(Position annotation records)
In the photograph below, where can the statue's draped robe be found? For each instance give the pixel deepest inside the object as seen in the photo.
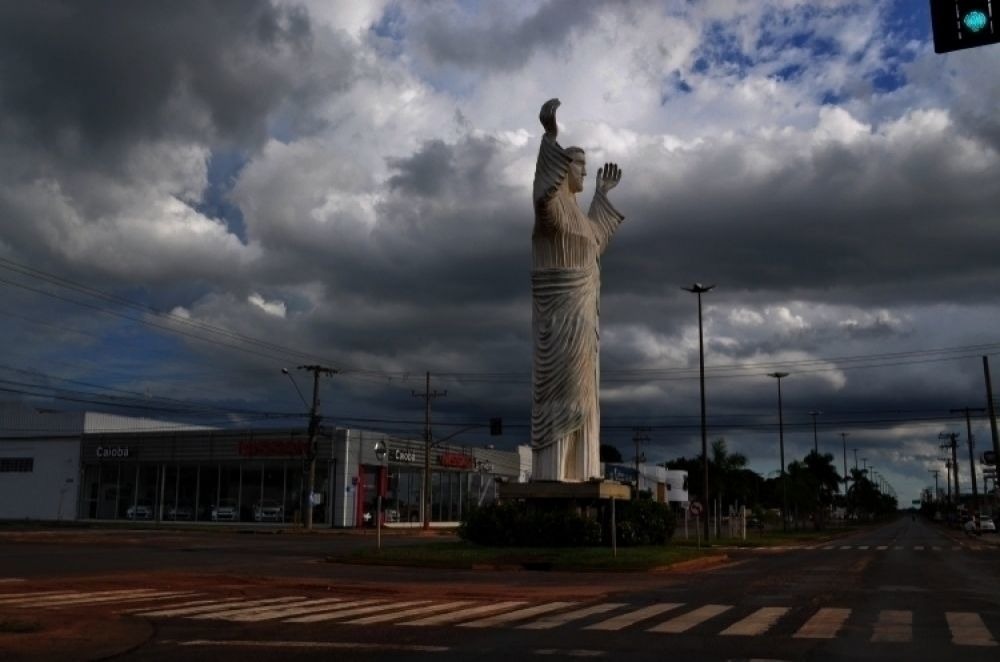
(565, 284)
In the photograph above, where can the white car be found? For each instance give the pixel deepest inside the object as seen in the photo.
(225, 511)
(139, 511)
(268, 511)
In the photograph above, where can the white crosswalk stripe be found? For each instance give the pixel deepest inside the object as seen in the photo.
(631, 618)
(406, 613)
(685, 622)
(358, 611)
(285, 611)
(756, 623)
(464, 614)
(516, 615)
(968, 629)
(825, 624)
(219, 606)
(556, 620)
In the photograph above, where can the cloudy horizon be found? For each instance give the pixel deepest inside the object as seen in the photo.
(201, 193)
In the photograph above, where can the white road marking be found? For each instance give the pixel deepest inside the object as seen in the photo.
(334, 645)
(685, 622)
(358, 611)
(221, 605)
(625, 620)
(516, 615)
(556, 620)
(463, 614)
(406, 613)
(236, 611)
(284, 611)
(893, 626)
(968, 629)
(825, 624)
(756, 623)
(190, 603)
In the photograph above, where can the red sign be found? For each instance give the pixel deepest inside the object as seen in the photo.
(457, 460)
(273, 448)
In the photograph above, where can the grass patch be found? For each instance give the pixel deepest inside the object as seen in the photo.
(464, 555)
(17, 626)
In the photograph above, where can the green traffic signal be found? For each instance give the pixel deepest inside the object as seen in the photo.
(974, 21)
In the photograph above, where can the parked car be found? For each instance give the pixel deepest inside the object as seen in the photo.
(179, 513)
(139, 511)
(268, 511)
(225, 511)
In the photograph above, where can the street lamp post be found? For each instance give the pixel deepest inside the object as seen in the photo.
(814, 414)
(781, 443)
(699, 289)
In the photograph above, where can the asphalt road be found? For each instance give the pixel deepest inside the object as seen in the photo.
(907, 590)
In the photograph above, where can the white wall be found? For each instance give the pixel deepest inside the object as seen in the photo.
(48, 492)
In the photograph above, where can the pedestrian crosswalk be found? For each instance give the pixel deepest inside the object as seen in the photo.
(887, 626)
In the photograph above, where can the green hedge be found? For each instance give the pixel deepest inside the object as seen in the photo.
(513, 524)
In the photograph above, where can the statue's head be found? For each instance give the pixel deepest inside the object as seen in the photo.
(577, 169)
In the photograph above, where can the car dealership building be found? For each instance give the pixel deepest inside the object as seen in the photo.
(87, 466)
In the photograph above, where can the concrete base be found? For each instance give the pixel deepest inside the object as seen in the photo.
(590, 491)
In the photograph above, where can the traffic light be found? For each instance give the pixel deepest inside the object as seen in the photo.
(959, 24)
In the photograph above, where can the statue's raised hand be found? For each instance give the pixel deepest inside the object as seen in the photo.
(608, 177)
(547, 116)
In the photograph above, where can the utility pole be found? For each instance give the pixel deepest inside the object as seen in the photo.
(843, 438)
(972, 456)
(993, 428)
(814, 414)
(639, 436)
(314, 421)
(427, 395)
(952, 438)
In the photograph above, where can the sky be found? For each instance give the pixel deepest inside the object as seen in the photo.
(198, 194)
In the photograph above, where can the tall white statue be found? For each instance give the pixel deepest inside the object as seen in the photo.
(566, 246)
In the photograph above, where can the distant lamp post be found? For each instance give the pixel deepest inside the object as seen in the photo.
(814, 414)
(781, 442)
(699, 289)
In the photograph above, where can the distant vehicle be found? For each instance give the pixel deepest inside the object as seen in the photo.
(225, 511)
(179, 513)
(268, 511)
(139, 511)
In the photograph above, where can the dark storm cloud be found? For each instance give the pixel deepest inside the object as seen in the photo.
(108, 74)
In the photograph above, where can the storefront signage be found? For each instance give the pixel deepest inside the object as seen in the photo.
(457, 460)
(118, 452)
(398, 455)
(272, 448)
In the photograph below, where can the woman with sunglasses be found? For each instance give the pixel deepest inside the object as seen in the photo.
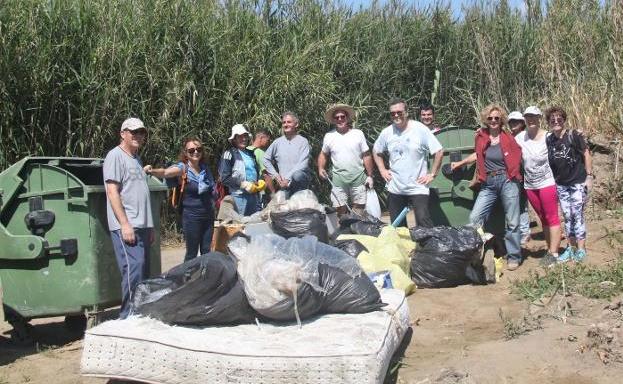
(572, 166)
(539, 181)
(197, 198)
(498, 160)
(239, 171)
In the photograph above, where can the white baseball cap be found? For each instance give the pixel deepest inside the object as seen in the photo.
(238, 129)
(533, 110)
(132, 124)
(515, 115)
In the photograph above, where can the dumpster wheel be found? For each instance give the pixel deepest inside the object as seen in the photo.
(76, 322)
(94, 317)
(22, 332)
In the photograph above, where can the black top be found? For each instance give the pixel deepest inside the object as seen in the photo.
(494, 160)
(566, 157)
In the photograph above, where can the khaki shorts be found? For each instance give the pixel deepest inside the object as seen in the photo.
(352, 195)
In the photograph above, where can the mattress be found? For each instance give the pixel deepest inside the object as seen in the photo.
(335, 348)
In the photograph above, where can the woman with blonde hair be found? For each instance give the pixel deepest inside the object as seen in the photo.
(498, 163)
(197, 197)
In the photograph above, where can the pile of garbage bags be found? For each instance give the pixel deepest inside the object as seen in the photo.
(268, 277)
(300, 215)
(294, 274)
(202, 291)
(447, 257)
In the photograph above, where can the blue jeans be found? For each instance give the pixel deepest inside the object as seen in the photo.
(198, 235)
(133, 262)
(246, 203)
(298, 181)
(494, 188)
(524, 217)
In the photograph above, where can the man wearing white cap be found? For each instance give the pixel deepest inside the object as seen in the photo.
(517, 124)
(350, 156)
(287, 158)
(129, 209)
(239, 171)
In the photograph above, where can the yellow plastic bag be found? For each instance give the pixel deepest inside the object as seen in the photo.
(388, 252)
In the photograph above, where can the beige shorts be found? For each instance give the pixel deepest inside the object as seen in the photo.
(353, 195)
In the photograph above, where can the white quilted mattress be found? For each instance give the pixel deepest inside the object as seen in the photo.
(337, 348)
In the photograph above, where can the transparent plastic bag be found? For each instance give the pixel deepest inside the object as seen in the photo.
(293, 278)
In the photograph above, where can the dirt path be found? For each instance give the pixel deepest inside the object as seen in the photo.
(458, 336)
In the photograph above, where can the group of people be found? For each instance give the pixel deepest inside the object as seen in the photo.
(551, 169)
(548, 166)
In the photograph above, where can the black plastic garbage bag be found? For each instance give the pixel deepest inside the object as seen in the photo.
(202, 291)
(446, 257)
(352, 247)
(340, 294)
(299, 223)
(323, 278)
(360, 225)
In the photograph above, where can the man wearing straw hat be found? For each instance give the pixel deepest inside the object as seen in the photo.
(352, 166)
(287, 158)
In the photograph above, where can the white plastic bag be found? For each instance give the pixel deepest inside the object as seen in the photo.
(373, 207)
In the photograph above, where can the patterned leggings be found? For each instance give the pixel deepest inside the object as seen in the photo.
(572, 202)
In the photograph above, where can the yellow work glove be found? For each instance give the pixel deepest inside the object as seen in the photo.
(260, 185)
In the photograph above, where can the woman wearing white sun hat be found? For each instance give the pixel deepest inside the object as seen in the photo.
(539, 180)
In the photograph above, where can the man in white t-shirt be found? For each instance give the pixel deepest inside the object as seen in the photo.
(408, 144)
(348, 150)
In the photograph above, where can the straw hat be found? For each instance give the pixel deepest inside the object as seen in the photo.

* [Required work]: Copy out the lines from the line containing "In the photograph above, where can the patterned" to the end of the listing above, without alteration.

* [Problem solution]:
In the photograph above, where can the patterned leggings be found? For each instance give the pixel deepest inside the object as seen in the photo.
(572, 202)
In the photograph above, where can the yellow work glove be found? For each instance give the pixel deepest inside the object as seen in the photo.
(260, 185)
In the photograph above, where can the woman wearing white sun hat be found? For each instance give the pixel deepest inside the object as seen in the photo.
(539, 180)
In the photograph above, where can the man in white t-shirt be found? For each instance give the pixel deepest inside the object as seen in the photo.
(408, 144)
(348, 150)
In the photograph above, where can the straw hat be found? For each instance give the pixel deepest inside the object as seen in the photo.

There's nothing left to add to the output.